**AIM OF THE EXERCISE**
Pick out each line of the records below that contains the word "mosque", matching case exactly, and copy those lines.

**PROVIDED DATA**
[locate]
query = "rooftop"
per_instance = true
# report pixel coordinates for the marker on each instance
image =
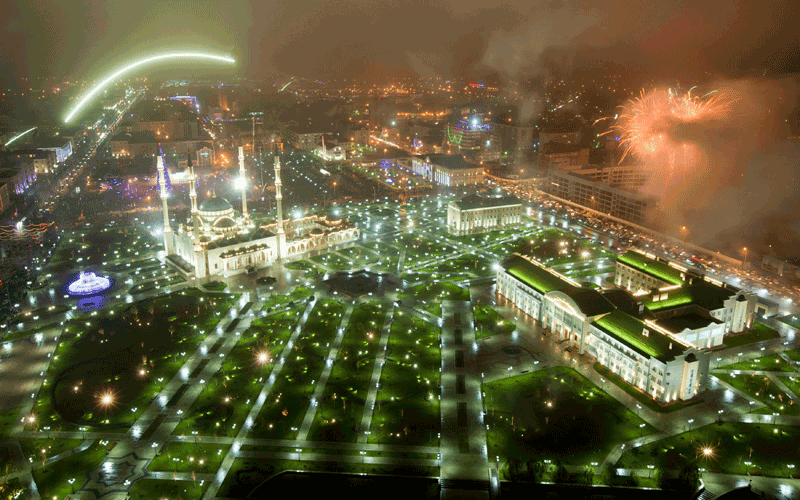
(691, 321)
(590, 301)
(485, 200)
(537, 277)
(700, 292)
(629, 331)
(452, 162)
(652, 267)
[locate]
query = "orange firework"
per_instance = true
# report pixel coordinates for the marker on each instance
(645, 123)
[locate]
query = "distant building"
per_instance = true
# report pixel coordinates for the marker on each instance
(563, 156)
(447, 170)
(42, 161)
(624, 204)
(789, 268)
(305, 138)
(5, 201)
(131, 144)
(483, 212)
(516, 141)
(642, 353)
(563, 135)
(698, 309)
(18, 178)
(474, 136)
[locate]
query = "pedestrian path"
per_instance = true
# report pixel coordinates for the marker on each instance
(305, 427)
(380, 360)
(233, 452)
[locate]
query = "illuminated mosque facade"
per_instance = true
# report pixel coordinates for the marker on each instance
(219, 241)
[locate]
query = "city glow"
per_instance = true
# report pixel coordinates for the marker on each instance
(19, 135)
(136, 64)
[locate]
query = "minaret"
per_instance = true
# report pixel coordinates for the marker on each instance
(243, 180)
(193, 198)
(169, 241)
(278, 202)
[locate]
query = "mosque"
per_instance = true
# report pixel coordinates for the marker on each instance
(219, 241)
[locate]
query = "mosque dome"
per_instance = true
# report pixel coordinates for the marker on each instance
(215, 204)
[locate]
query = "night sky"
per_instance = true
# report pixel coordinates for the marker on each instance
(377, 39)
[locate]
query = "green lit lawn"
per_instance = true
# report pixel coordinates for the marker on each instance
(763, 389)
(489, 322)
(285, 408)
(773, 448)
(335, 261)
(53, 479)
(774, 363)
(436, 291)
(407, 407)
(341, 406)
(360, 254)
(149, 489)
(246, 474)
(8, 419)
(557, 414)
(226, 399)
(793, 383)
(168, 327)
(189, 457)
(757, 333)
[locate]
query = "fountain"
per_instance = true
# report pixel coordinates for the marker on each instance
(89, 283)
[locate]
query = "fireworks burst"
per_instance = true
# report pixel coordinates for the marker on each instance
(646, 122)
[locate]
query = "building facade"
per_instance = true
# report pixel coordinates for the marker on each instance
(447, 170)
(483, 212)
(617, 202)
(645, 355)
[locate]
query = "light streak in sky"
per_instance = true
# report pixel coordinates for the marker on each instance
(142, 62)
(19, 135)
(290, 82)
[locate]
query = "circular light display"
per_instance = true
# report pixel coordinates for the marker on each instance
(89, 284)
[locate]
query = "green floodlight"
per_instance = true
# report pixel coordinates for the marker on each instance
(142, 62)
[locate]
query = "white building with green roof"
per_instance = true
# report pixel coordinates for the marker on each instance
(638, 272)
(646, 355)
(481, 212)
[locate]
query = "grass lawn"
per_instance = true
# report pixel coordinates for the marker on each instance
(772, 363)
(33, 448)
(189, 457)
(757, 333)
(763, 389)
(360, 254)
(769, 449)
(436, 291)
(407, 405)
(53, 479)
(793, 383)
(247, 474)
(216, 286)
(489, 322)
(149, 489)
(341, 405)
(640, 396)
(130, 353)
(335, 261)
(285, 408)
(793, 354)
(556, 414)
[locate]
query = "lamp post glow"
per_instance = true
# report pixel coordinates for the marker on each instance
(143, 62)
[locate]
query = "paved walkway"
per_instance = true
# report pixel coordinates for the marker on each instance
(463, 437)
(305, 427)
(233, 452)
(380, 360)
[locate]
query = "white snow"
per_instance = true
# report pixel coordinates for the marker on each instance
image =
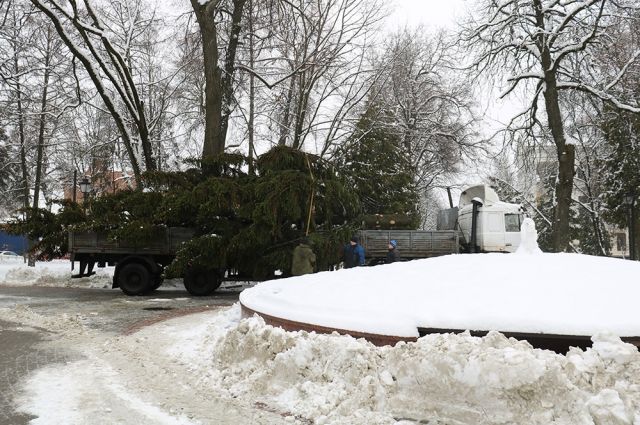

**TASK ANSWER**
query = "illuminated mosque facade"
query = "mosque"
query = "mosque dome"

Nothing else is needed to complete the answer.